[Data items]
+ + + + + + +

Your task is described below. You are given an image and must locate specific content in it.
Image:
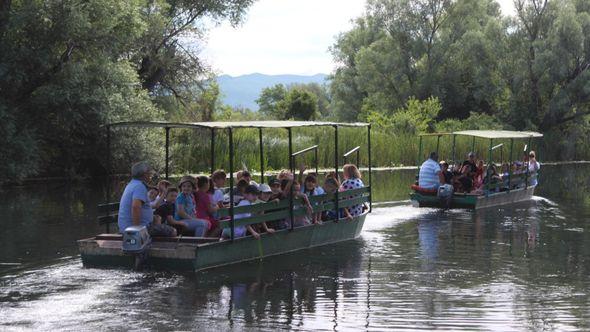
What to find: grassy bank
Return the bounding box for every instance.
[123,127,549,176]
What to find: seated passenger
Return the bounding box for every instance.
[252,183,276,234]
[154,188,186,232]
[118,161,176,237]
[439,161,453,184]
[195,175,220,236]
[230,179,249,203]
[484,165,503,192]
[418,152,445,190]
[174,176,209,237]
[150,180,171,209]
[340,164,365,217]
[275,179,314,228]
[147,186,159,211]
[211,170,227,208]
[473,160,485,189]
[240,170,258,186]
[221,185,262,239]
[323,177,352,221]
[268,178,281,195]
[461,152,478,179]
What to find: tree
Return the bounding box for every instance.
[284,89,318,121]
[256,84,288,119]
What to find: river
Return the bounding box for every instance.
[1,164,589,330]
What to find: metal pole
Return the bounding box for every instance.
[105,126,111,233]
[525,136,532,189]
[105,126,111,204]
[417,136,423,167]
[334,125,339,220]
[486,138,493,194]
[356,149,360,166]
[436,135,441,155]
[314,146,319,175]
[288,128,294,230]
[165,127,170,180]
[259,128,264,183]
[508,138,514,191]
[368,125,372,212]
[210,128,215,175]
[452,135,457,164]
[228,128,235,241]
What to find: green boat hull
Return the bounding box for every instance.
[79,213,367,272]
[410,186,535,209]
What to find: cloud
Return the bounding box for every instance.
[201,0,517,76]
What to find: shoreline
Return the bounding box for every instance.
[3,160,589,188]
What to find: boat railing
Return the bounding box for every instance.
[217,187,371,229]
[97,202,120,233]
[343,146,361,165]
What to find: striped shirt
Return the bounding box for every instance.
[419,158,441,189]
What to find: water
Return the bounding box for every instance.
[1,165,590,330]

+ + + + + + +

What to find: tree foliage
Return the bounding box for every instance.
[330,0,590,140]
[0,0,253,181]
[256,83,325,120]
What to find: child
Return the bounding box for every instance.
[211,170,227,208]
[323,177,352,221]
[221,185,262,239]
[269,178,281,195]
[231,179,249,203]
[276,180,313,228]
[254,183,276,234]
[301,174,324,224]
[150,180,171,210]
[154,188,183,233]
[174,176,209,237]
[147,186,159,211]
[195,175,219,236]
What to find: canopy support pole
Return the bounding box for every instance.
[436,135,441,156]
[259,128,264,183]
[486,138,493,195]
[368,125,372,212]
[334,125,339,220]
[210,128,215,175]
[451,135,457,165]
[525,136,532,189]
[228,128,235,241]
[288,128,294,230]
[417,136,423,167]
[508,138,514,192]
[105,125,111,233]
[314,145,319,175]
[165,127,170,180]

+ + + + + + +

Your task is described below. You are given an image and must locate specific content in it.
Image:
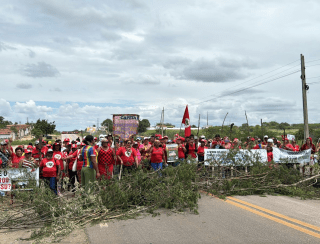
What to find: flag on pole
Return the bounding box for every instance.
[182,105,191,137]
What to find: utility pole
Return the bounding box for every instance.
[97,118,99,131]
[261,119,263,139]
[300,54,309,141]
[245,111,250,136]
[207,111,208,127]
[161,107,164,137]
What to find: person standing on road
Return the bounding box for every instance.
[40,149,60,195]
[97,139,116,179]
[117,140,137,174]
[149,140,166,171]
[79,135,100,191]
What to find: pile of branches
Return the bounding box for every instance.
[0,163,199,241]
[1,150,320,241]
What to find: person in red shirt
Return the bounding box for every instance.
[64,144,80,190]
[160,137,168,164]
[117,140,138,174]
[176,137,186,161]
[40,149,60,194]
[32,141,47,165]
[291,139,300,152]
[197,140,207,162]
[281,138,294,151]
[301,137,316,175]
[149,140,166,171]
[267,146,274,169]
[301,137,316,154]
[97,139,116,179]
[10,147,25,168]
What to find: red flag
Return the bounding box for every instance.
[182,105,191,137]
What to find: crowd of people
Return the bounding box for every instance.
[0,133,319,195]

+ + + + + + +

Assignment:
Filter the entries down to the lines holding the string "pole". Copy each of those lines.

Response:
What to find: metal pole
What to find: canopy support pole
What to find: flag on pole
What to find: utility pole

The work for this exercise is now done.